Return nothing but the lines from the line with "Note to the class: find the plant" through the last line of the entries that follow, copied exactly and free of pictures.

> DATA:
#####

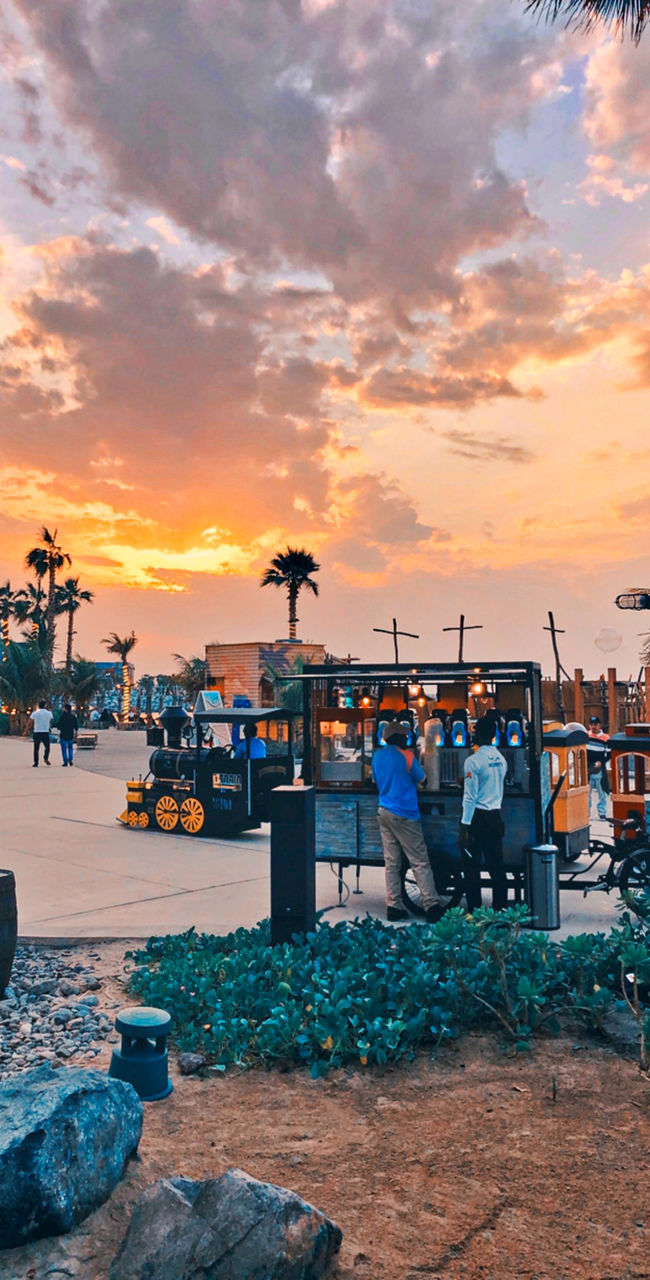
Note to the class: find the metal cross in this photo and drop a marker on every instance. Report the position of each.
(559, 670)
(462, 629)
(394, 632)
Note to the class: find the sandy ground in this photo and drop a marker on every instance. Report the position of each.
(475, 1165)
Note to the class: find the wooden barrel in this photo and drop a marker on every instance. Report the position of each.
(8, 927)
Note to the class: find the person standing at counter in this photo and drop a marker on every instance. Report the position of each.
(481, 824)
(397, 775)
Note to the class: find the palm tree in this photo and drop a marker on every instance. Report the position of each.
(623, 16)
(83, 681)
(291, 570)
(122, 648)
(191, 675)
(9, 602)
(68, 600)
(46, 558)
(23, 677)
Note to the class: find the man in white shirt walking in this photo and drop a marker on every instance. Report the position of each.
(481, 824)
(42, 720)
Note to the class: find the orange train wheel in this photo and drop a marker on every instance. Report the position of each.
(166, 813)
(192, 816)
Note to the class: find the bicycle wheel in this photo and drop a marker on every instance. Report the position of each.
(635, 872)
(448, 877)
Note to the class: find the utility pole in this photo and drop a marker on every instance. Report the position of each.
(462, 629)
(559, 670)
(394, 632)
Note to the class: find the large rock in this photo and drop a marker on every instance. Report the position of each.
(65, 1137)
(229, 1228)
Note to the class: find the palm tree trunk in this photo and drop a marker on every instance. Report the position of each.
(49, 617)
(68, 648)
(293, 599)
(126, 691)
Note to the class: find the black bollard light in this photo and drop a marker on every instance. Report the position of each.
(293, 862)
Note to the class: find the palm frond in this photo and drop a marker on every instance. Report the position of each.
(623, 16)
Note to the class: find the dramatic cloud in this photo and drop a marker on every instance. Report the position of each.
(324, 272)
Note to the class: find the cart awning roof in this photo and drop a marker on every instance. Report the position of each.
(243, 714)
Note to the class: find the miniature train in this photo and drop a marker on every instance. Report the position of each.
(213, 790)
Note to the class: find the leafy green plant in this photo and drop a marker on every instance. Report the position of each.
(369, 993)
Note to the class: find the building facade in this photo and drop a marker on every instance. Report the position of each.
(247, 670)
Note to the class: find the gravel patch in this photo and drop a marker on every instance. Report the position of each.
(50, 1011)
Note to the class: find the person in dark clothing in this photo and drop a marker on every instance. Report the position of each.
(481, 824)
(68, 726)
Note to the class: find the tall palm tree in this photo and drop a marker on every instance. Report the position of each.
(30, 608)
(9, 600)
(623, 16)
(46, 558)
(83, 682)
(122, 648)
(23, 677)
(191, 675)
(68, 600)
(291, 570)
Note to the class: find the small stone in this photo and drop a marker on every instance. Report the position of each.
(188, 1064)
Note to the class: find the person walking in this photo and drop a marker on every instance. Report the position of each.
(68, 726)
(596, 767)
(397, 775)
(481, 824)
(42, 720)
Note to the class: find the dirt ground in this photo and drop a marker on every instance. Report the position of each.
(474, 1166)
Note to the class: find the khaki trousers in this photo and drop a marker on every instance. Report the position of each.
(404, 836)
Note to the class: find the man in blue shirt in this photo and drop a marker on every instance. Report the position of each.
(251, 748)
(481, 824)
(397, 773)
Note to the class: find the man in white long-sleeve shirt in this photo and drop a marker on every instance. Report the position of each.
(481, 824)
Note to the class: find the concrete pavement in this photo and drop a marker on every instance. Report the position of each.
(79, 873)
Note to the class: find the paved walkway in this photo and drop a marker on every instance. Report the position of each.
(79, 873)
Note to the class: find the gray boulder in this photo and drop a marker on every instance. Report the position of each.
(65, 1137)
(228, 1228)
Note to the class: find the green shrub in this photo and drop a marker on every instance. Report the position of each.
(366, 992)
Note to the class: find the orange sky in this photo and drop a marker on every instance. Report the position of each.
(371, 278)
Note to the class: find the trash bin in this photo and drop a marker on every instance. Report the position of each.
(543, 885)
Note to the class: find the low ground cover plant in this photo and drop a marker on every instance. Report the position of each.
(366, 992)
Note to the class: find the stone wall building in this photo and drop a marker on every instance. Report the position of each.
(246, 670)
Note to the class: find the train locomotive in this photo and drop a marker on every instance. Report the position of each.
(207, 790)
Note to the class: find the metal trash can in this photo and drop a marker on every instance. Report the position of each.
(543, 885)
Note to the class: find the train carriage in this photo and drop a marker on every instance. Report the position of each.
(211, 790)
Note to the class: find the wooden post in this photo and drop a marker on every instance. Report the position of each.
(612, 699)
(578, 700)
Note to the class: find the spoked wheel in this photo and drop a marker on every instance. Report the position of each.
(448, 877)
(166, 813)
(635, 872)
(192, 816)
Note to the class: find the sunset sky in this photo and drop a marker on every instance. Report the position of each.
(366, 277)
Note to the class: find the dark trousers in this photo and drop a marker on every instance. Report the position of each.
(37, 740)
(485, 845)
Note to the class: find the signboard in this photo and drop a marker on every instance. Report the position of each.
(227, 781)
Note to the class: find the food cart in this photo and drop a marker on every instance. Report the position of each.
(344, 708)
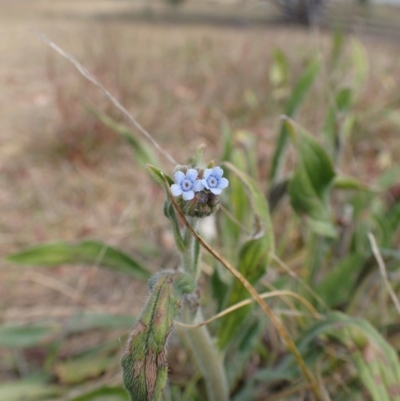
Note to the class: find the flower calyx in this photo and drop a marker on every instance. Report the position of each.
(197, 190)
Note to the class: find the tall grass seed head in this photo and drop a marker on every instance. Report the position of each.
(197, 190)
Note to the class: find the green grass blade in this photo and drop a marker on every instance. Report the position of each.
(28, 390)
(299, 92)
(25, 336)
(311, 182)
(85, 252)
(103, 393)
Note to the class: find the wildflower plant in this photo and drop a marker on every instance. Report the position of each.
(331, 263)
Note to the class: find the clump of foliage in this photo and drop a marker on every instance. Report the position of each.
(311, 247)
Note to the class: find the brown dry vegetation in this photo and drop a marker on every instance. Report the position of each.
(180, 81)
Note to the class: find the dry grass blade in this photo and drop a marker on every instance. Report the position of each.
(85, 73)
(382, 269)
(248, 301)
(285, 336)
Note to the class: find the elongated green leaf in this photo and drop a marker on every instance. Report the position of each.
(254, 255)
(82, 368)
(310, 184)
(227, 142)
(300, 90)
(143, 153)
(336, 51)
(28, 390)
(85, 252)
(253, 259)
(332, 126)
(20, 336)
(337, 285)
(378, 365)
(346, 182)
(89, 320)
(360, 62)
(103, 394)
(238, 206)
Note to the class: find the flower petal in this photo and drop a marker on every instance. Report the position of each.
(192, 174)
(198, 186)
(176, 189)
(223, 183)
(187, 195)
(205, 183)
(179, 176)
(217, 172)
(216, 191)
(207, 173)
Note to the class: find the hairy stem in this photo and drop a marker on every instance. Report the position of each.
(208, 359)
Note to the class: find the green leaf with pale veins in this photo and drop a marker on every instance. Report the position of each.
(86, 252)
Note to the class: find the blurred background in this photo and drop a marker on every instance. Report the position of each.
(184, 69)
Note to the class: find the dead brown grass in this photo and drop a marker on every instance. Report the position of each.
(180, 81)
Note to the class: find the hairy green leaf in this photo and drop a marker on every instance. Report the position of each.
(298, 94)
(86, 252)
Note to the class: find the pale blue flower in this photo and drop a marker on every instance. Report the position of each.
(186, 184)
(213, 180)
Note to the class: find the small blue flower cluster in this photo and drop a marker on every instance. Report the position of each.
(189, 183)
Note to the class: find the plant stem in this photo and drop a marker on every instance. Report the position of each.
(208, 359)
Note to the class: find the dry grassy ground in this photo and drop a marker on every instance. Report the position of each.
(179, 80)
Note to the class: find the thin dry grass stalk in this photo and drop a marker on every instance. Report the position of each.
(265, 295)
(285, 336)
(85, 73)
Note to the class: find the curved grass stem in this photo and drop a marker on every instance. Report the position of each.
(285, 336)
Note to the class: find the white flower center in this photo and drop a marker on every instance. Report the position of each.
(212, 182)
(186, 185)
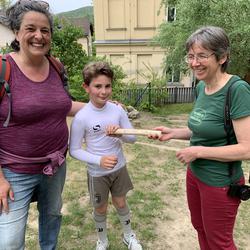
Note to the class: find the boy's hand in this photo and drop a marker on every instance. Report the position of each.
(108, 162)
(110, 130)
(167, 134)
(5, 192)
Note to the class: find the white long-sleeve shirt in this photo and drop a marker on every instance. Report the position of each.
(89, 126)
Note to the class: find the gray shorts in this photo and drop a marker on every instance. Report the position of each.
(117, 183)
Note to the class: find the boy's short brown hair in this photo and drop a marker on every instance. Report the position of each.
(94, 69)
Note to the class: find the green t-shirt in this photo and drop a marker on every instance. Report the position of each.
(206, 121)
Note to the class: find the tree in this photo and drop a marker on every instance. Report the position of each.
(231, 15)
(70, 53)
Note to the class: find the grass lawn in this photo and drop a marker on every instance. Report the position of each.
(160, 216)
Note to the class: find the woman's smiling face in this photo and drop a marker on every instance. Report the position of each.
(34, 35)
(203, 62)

#####

> THE COMPLETED TASK:
Note to the class: find the plant stem in this photo and drop a marker on every instance. Report the position of each.
(208, 359)
Note to the class: find the dry grassy ground in this photo and drop a marker on every instance. Report the position of each.
(179, 80)
Note to the class: find the thin dry grass stalk in this photo and drop a marker on every instance. Report the position of each.
(265, 295)
(285, 336)
(85, 73)
Note to the class: find the curved grass stem in this photo and drop a marker on every instance. Report the position of each.
(285, 336)
Note to the class: find the white flower center in this photo and drop a marker on every instance. Report the position of each.
(212, 182)
(186, 185)
Note to the class: find the boy's hand in this photo and drop a marker on every instance. Report the position of each.
(108, 162)
(110, 130)
(167, 134)
(5, 192)
Note to the class: find the white long-sleeve shirt in this photo and drop a marker on every instance. Report the position of each.
(89, 126)
Note to the class: find the gray shorts in this photo and drop a marker on every instance. Report the position of each.
(117, 183)
Note to the class: find the boy's short brown hair in this photo and drop a marker on every instance. Report the position of each.
(94, 69)
Note to the class: find the green t-shirt in this photo and drop a marker on every instance. Report the position of each.
(206, 121)
Note to the class: find the tree in this photo and drop a marker on every instance. Report the position of each.
(231, 15)
(70, 53)
Note to the class: find the grass lawn in this photo and drop a marker on every instance. Report the position of each.
(160, 216)
Note to the class: find the woman's smiling face in this photo and drop a marker on every instance. Report the position of each.
(34, 35)
(203, 62)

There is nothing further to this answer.